»»

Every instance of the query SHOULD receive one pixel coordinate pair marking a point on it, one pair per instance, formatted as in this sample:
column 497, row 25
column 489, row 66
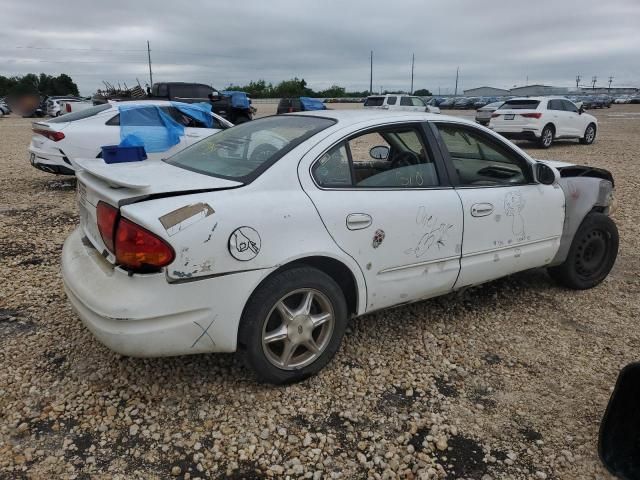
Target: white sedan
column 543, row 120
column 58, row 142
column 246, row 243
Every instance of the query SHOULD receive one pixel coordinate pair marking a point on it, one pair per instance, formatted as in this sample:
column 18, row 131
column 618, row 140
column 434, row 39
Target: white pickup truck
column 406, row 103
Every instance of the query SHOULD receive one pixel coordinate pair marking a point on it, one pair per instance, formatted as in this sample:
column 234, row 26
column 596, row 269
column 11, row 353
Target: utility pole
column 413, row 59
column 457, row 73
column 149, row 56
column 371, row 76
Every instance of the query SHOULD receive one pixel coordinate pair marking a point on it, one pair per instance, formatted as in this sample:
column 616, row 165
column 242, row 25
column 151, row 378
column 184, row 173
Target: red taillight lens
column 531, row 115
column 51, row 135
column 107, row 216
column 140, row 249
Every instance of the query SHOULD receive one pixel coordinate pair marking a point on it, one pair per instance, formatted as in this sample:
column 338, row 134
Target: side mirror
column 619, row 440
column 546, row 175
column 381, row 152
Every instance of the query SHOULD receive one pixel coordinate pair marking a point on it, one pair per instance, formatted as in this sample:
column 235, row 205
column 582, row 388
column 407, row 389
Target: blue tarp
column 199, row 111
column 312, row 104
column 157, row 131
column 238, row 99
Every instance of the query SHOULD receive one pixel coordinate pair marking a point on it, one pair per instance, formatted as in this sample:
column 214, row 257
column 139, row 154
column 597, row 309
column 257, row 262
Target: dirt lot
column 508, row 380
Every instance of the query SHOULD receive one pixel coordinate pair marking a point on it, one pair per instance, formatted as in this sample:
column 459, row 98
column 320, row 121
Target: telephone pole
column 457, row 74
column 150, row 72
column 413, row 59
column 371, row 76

««

**What is needed**
Print every entry above verbatim but drop the images.

**Exercise result**
Every instance of the query SHOULD receive one pixel coordinate pair marking a point on it, one pair per instance, formatted as in this sample:
column 497, row 25
column 489, row 66
Target: white sedan
column 543, row 120
column 58, row 142
column 246, row 243
Every instance of the query SHOULD receive one pixel coordinate pair marking a point on it, one pair per instance, formatted as in this sample:
column 18, row 131
column 618, row 140
column 434, row 39
Target: white pickup truck
column 406, row 103
Every instance of the query SHOULD receive one pixel coordinate pair marking a point on it, one pair per instance, formatted as in this sample:
column 234, row 26
column 596, row 269
column 11, row 353
Target: utility pole
column 413, row 59
column 457, row 73
column 149, row 56
column 371, row 76
Every instance of the query SHOULD receive one pixel coordinate pair marking a point on it, one pair per instance, formatted as in this sample:
column 616, row 165
column 242, row 25
column 151, row 378
column 184, row 173
Target: red taillight lens
column 531, row 115
column 51, row 135
column 107, row 216
column 140, row 249
Every instance of the query SHOULD receive one pixel coordinate pair marking a point on it, one pair per instance, formatted as in this sample:
column 338, row 134
Target: side mirror
column 619, row 440
column 546, row 175
column 381, row 152
Every instance of the query SHOULD receive one pixel coordinate pair marking a point on it, one pair per instance, formatted as in this sample:
column 235, row 205
column 582, row 388
column 407, row 389
Target: blue tarp
column 199, row 111
column 312, row 104
column 157, row 131
column 238, row 99
Every instance of the query SHOULD receive one pixel coordinate pair marking a point on it, one pair per instance, formatted as in this sample:
column 214, row 257
column 139, row 154
column 597, row 309
column 257, row 262
Target: dirt lot
column 508, row 380
Every instance of the query SHOULD receive one pixel coordinate pair marking a point on it, one pair per instance, formatted as in this sample:
column 459, row 98
column 320, row 121
Target: telephone pole
column 457, row 74
column 150, row 72
column 413, row 59
column 371, row 76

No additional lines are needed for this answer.